SET TASK A
Copy the lines of the listing from the line containing "Objective — one dot on each instance of the silver" through the end of the listing, both ends included, exactly as they appear.

── QUOTED PASSAGE ──

1.1. Excited States in Conjugated Polymers

The excited states of conjugated polymers are coulombically-bound electron-hole pairs that resemble molecular excited states [4]. They are called singlets when their spin is 0 and triplets when their spin is 1. The singlets and triplets vary broadly in properties but only singlets are populated upon polymer light absorption. This is because of the spin forbidden nature of the transition from a singlet ground state to a triplet excited state. Triplets are generated indirectly through intersystem crossing from a singlet exciton or through electron-hole recombination involving a spin flip [11,12,13,14]. Singlet and triplet excitons are both formed in OSC during device function but predominantly singlets are involved in charge photogeneration, while triplets are normally associated with undesirable recombination processes [11,12,13,14].

Singlet excitons can be broadly classified as intrachain and interchain [15,16,17]. In the former, the excited state extends over a single polymer chain and its delocalization is mainly limited by conformational disorder and chemical defects [18]. This is typically the case for homologous polymers like P3HT (Poly(3-hexylthiophene-2,5-diyl)). In push-pull type co-polymers the excited state is not evenly distributed along the polymer chain, [19] because the co-polymers consist of at least two different monomer units that have differing electron affinities. Therefore, the absorption of light by such co-polymers often results in intrachain partial charge separation that is driven by the difference in electron affinity between the monomers [20,21,22,23]. For example, light absorption by the co-polymer SiIDT-DTBT induces partial electron density localization on the benzothiadiazole (BT) unit, due to its stronger electron withdrawing character, while the hole is more uniformly delocalized along the whole polymer chain (Figure 1) [13]. Such push-pull polymers have been widely developed over the past ten years and are the main reason behind the significant improvements in organic solar cell device efficiencies, as they provide smaller optical bandgaps for better light harvesting and improved control over device photovoltages [2,21,24,25].

Figure 1

Charge density isosurface of the electron and hole natural transition orbitals of the lowest energy electronically excited state in the trimer of SiIDT-DTBT, depicting the charge density distribution upon excitation by light. Calculations were performed by TD-DFT B3LYP/6-31g* and are taken with permission from reference [13].

In addition to intrachain excited states, many conjugated polymers including co-polymers form interchain excited states that can be thought of as the excitons generated in molecular crystals, where the excitation can be shared between neighboring chromophores [26]. These occur frequently in molecular crystals and crystalline polymer films as a result of strong electronic interactions between the neighboring chromphores [27]. The exciton is a strongly bound electron-hole particle that has no net dipole moment and distinctive optical properties, such as well-defined vibronic peaks and strong 0-0 transitions. These optical signatures allow an easy identification of a high structural order in thin polymer films [28].

───

SET TASK B
For each statement, answer yes or no according to the passage on excited states in conjugated polymers, and quote the words of the passage that decide it. (i) Only singlets are populated when a polymer absorbs light. (ii) In SiIDT-DTBT, the hole is localized on the benzothiadiazole unit. (iii) The exciton in molecular crystals has a large net dipole moment.

── SUPPLIED MATERIAL ──

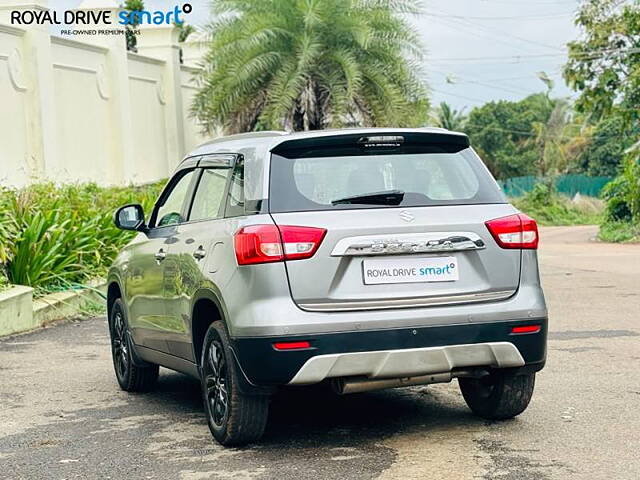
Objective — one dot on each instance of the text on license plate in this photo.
(410, 270)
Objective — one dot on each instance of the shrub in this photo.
(56, 236)
(622, 197)
(549, 208)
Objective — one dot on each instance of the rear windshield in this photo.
(379, 181)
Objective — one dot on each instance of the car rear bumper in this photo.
(392, 353)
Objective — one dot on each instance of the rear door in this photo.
(405, 225)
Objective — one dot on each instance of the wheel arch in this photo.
(113, 293)
(206, 308)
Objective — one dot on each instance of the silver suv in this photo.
(365, 258)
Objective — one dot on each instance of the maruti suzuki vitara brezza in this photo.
(361, 258)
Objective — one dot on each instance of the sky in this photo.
(476, 50)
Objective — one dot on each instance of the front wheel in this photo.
(498, 396)
(131, 377)
(234, 418)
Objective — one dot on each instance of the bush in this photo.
(53, 237)
(547, 207)
(622, 197)
(619, 232)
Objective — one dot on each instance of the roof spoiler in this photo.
(373, 143)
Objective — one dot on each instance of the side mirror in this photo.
(130, 217)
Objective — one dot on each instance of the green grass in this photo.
(550, 208)
(56, 237)
(619, 232)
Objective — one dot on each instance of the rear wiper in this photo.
(388, 197)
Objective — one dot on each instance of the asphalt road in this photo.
(62, 415)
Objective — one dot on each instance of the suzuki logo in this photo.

───

EXPECTED OUTPUT A
Objective — one dot on each instance of the silver suv in this photo.
(365, 258)
Objective — one dot on each instance of the maruti suzuki vitara brezza in this photo.
(361, 258)
Objective — one dot on each instance of the sky in this photo.
(476, 50)
Objective — one dot on each instance of the front wheel in this photo.
(498, 396)
(131, 377)
(234, 418)
Objective — one dot on each instance of the bush in this photo.
(53, 237)
(547, 207)
(622, 197)
(619, 232)
Objective — one dot on each instance of the roof spoiler in this photo.
(373, 143)
Objective — one dot on each instance of the side mirror in this photo.
(130, 217)
Objective — one dot on each instance of the green grass in this photo.
(550, 208)
(56, 237)
(619, 232)
Objective — one dot on each instance of the rear wiper in this photo.
(388, 197)
Objective — one dot on each instance of the asphalt road in this photo.
(62, 415)
Objective — one dot on each instance of the suzuki logo in this photo.

EXPECTED OUTPUT B
(i) Yes: "only singlets are populated upon polymer light absorption."
(ii) No: "the hole is more uniformly delocalized along the whole polymer chain."
(iii) No: "has no net dipole moment."